_MATERIAL DE ORIGEN:_

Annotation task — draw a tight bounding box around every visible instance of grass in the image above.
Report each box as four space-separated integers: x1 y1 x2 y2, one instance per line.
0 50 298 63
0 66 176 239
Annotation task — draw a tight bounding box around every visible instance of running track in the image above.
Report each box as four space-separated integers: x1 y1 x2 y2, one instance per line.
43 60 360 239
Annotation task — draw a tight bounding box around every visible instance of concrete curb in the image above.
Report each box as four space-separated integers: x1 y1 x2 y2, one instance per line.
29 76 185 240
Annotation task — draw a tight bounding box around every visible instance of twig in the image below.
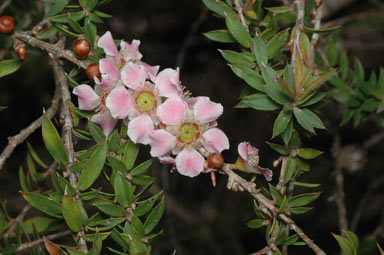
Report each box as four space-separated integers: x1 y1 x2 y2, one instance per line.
13 32 89 69
233 0 249 31
309 6 322 70
17 230 72 253
4 204 32 238
291 0 305 70
332 134 348 235
0 93 60 170
351 175 384 232
0 0 12 14
176 8 207 70
221 164 326 255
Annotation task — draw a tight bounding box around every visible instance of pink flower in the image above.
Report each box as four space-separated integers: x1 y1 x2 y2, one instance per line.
237 142 273 181
150 96 229 177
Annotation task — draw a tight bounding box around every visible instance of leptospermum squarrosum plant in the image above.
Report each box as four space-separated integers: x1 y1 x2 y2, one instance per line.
0 0 384 255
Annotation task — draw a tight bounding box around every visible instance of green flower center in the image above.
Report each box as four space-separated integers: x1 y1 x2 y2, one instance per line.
136 91 156 112
179 123 199 143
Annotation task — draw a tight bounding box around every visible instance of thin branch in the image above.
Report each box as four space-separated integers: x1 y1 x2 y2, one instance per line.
0 0 12 14
309 6 322 69
4 204 32 238
0 93 60 170
291 0 305 70
351 175 384 232
233 0 249 31
332 134 348 235
13 32 89 69
17 230 72 253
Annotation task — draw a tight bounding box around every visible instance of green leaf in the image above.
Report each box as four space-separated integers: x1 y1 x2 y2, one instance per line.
0 59 21 78
129 159 153 176
253 36 268 69
267 29 289 58
247 219 264 229
122 140 139 169
203 29 236 43
62 195 83 232
332 234 356 255
289 192 321 207
41 112 68 165
219 50 255 68
203 0 236 17
45 0 69 18
230 65 265 92
113 172 133 208
225 14 252 48
78 143 107 191
264 6 291 14
84 18 97 49
144 198 164 235
298 148 324 159
21 192 61 218
237 94 280 111
266 142 289 155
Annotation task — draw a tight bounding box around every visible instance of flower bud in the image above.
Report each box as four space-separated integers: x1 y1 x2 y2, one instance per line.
87 64 101 80
0 16 15 34
208 153 224 169
73 39 91 58
14 42 28 60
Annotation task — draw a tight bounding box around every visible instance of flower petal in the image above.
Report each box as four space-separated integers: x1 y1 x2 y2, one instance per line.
128 115 154 144
105 86 133 119
193 97 223 123
150 129 176 157
155 68 181 97
121 62 147 89
73 84 101 111
202 128 229 153
176 148 204 177
156 97 188 125
99 58 120 82
97 31 118 56
91 111 117 136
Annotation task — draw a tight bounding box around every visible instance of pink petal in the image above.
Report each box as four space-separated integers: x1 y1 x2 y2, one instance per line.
155 68 181 97
97 31 118 56
202 128 229 153
150 129 176 157
121 62 147 89
156 97 188 125
237 142 249 161
141 62 160 82
73 84 101 111
193 97 223 123
99 58 120 82
128 115 154 144
105 86 133 119
176 148 204 177
91 111 117 136
159 156 176 165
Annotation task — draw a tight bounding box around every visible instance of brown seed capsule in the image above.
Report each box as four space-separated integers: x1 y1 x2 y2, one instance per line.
208 153 224 169
0 16 15 34
15 42 28 60
315 0 323 7
73 39 91 58
87 64 101 80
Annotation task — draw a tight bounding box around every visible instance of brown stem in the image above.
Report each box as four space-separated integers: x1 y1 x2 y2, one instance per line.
291 0 305 70
3 204 32 238
0 93 60 170
17 230 72 253
13 32 89 69
332 135 348 234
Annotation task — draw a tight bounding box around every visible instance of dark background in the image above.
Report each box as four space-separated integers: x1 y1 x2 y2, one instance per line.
0 0 384 255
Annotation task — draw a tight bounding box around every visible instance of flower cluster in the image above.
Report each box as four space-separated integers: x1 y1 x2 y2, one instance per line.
73 32 229 177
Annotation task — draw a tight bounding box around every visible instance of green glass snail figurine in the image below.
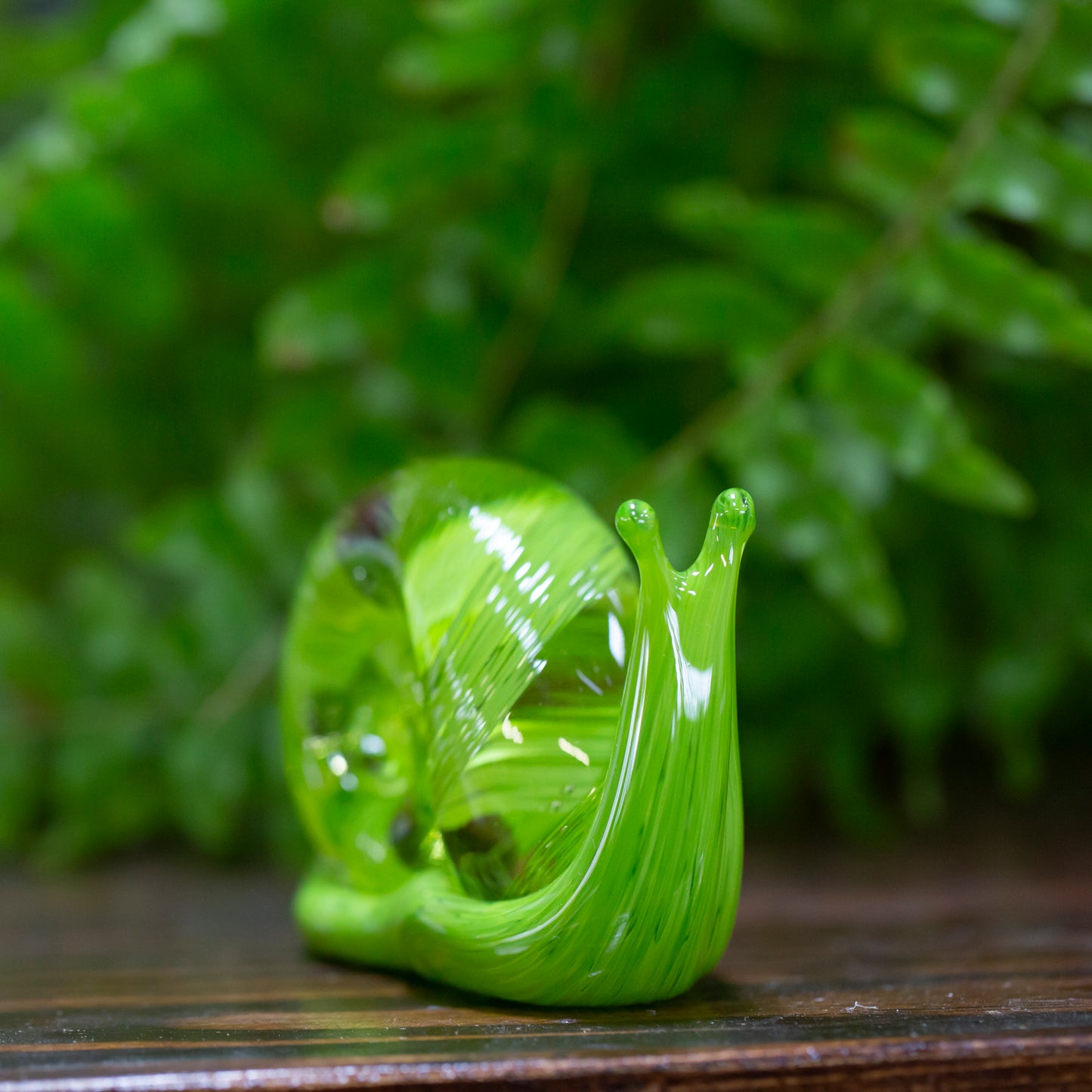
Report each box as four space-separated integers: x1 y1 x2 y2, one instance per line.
283 459 754 1004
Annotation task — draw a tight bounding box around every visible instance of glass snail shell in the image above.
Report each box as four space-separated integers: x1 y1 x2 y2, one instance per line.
282 459 754 1004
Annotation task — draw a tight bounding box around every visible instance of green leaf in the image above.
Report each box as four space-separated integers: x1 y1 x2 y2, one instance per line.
839 110 1092 251
383 29 527 96
719 400 903 645
877 17 1009 117
809 345 1033 515
162 715 255 857
665 182 871 297
22 170 181 339
0 712 42 859
258 260 397 371
898 231 1092 363
503 398 642 506
704 0 871 61
604 263 794 357
323 118 515 233
420 0 543 32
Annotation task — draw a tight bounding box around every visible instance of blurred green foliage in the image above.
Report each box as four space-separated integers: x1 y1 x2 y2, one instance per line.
0 0 1092 865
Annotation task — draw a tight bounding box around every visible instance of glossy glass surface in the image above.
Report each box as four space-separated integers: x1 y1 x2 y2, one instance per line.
284 459 753 1004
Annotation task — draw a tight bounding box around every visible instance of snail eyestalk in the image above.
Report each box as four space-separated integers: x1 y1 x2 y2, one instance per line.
284 459 754 1004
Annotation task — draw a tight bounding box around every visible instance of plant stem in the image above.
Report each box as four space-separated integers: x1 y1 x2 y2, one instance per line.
625 0 1058 491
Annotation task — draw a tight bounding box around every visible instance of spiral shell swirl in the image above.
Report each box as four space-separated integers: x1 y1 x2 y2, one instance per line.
283 459 753 1004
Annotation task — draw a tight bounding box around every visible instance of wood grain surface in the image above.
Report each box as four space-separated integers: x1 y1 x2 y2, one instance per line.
0 855 1092 1092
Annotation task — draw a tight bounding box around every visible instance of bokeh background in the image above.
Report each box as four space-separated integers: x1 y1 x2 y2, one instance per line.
0 0 1092 867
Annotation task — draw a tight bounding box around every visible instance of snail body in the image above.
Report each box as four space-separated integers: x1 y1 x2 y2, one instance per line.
283 459 753 1004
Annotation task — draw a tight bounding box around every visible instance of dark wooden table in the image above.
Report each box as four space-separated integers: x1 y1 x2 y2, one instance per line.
0 853 1092 1092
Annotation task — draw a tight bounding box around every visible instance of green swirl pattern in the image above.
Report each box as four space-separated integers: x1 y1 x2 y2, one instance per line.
283 459 754 1004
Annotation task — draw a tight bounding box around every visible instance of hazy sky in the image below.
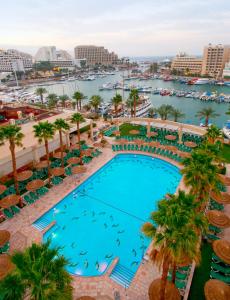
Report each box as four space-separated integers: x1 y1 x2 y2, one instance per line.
0 0 230 56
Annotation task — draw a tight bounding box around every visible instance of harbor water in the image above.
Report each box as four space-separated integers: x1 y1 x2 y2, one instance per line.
27 72 230 128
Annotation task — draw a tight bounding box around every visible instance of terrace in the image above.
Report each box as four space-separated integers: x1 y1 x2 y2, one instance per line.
0 117 230 300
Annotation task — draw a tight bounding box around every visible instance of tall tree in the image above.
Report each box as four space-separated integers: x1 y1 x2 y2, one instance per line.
47 93 58 108
54 118 70 167
142 191 207 300
170 108 185 122
196 107 219 127
181 149 220 205
157 104 174 120
0 125 24 194
111 94 122 118
59 94 69 108
73 91 86 110
129 89 139 118
71 113 85 164
36 87 47 104
89 95 102 112
0 241 72 300
205 125 223 144
33 121 55 185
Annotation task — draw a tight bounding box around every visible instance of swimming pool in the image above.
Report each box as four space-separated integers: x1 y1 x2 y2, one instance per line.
33 154 181 276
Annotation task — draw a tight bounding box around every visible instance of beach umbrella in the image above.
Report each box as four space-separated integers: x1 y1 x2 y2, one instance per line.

_OBJETIVO:_ Convierte en una lista JSON de cadenas, una por línea y sin líneas en blanco, las líneas que van desde la que contiene "umbrella in the image above." hasta el final de las filas, ambos extremos incluidos.

_RESPUESTA:_
[
  "Annotation task — draw a tight bounding box around every visible instance of beach umbrella in the image above.",
  "Report each box as four space-separated integers: x1 y1 x2 y2, one instance per line."
]